Task directions:
Leaving out the pictures, output each record exactly as it stands.
━━━ Exercise materials
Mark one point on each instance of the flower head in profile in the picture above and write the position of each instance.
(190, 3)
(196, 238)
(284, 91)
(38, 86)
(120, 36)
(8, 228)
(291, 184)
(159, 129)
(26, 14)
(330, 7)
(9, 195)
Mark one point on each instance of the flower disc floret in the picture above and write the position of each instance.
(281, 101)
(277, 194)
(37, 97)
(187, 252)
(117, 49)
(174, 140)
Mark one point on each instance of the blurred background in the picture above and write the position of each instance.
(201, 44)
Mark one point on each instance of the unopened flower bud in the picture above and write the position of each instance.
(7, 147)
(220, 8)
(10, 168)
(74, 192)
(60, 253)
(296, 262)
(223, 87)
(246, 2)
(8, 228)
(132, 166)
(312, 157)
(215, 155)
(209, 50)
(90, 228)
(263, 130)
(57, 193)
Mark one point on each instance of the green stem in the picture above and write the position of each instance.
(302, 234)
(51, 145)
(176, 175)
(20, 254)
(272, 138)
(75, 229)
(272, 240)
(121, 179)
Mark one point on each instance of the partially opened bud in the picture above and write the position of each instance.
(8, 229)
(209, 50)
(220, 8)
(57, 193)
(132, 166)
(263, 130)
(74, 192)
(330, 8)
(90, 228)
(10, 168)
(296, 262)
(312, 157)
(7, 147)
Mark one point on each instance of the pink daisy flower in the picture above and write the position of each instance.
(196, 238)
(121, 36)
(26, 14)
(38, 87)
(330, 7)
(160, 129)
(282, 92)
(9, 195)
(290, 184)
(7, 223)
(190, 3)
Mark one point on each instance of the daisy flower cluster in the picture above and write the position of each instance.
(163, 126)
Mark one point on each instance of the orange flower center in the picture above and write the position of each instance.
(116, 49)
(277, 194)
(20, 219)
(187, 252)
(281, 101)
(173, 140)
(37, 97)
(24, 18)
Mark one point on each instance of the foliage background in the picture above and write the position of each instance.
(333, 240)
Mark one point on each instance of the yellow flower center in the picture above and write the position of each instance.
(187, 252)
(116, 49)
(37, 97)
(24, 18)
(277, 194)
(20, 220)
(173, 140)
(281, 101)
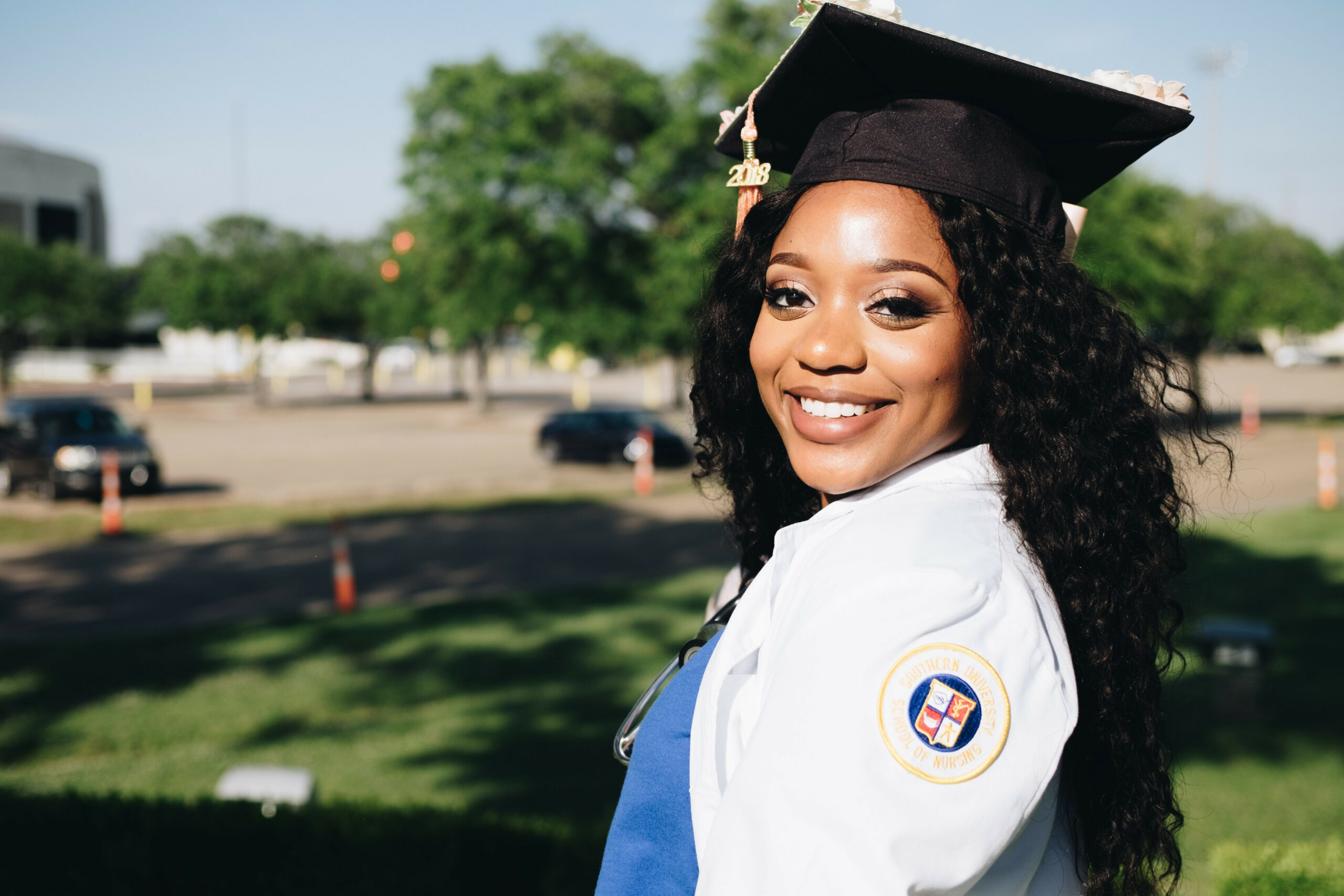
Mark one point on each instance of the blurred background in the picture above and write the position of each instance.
(347, 489)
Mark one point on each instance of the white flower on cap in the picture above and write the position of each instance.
(881, 8)
(1167, 92)
(729, 117)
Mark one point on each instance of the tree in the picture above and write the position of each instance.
(1191, 269)
(248, 273)
(682, 179)
(522, 196)
(57, 296)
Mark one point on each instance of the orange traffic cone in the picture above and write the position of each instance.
(1327, 475)
(343, 573)
(111, 493)
(1251, 412)
(644, 461)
━━━━━━
Response box:
Mark one point on each instance of the flower head in profile in the picture above and write the position of each instance.
(190, 3)
(196, 238)
(284, 91)
(38, 86)
(120, 36)
(8, 228)
(291, 184)
(159, 129)
(26, 14)
(330, 7)
(9, 195)
Mark one point on each instance of the flower disc floret in the picture above and write the position of each instance.
(281, 101)
(277, 194)
(37, 97)
(187, 252)
(117, 49)
(174, 140)
Mark one point on each instance of the blurred background in the picture above and write the position of each instance.
(201, 44)
Mark one point on each instance of the unopened flower bud in the picture above and write the position of each instance.
(7, 147)
(220, 8)
(10, 168)
(74, 192)
(60, 253)
(296, 262)
(223, 87)
(246, 2)
(8, 228)
(132, 166)
(312, 157)
(215, 155)
(209, 50)
(90, 228)
(263, 130)
(57, 193)
Mark one point on each instance of the green stem in the picture above and write the position of each instance.
(302, 234)
(51, 145)
(176, 175)
(20, 254)
(272, 138)
(75, 229)
(272, 240)
(121, 179)
Mark one point on each instance of the partially opened bud in the picture above and write the position of each instance.
(8, 229)
(209, 50)
(220, 8)
(57, 193)
(132, 166)
(263, 130)
(74, 192)
(330, 8)
(90, 228)
(10, 168)
(296, 262)
(312, 157)
(7, 147)
Mark one point on each instance of the pink daisy flower in the picture above and write the position of each instance.
(196, 238)
(121, 36)
(26, 14)
(38, 87)
(330, 7)
(160, 129)
(282, 92)
(9, 195)
(290, 184)
(7, 223)
(190, 3)
Mark one point on each instance of the daisy flower cluster in the picture above and write the position of each instance.
(163, 126)
Mark one point on each instance of the orange flower center in the picture above and write the position of each instance.
(116, 49)
(277, 194)
(20, 219)
(187, 252)
(281, 101)
(173, 140)
(37, 97)
(24, 18)
Mark one point on each instance of the foliage background in the picture above and write the position of each instance.
(333, 240)
Mark one point on each instance of the yellow flower center in the picture above and write the position of each instance.
(187, 252)
(116, 49)
(37, 97)
(24, 18)
(277, 194)
(20, 220)
(173, 140)
(281, 101)
Mark one point on each instance of the blurred background in the picture above and write the position of each instance.
(347, 489)
Mark one point on each instance of the white flower on cap in the picture above and write the position of each instance.
(881, 8)
(1167, 92)
(729, 117)
Mark one point on each instance of the tree in the picture above and write the position of each instance.
(1191, 269)
(248, 273)
(682, 179)
(522, 196)
(57, 296)
Mark one point on each instance of the orange traffic cone in the picture above and write the position of each instance.
(1327, 475)
(343, 573)
(111, 493)
(1251, 412)
(644, 461)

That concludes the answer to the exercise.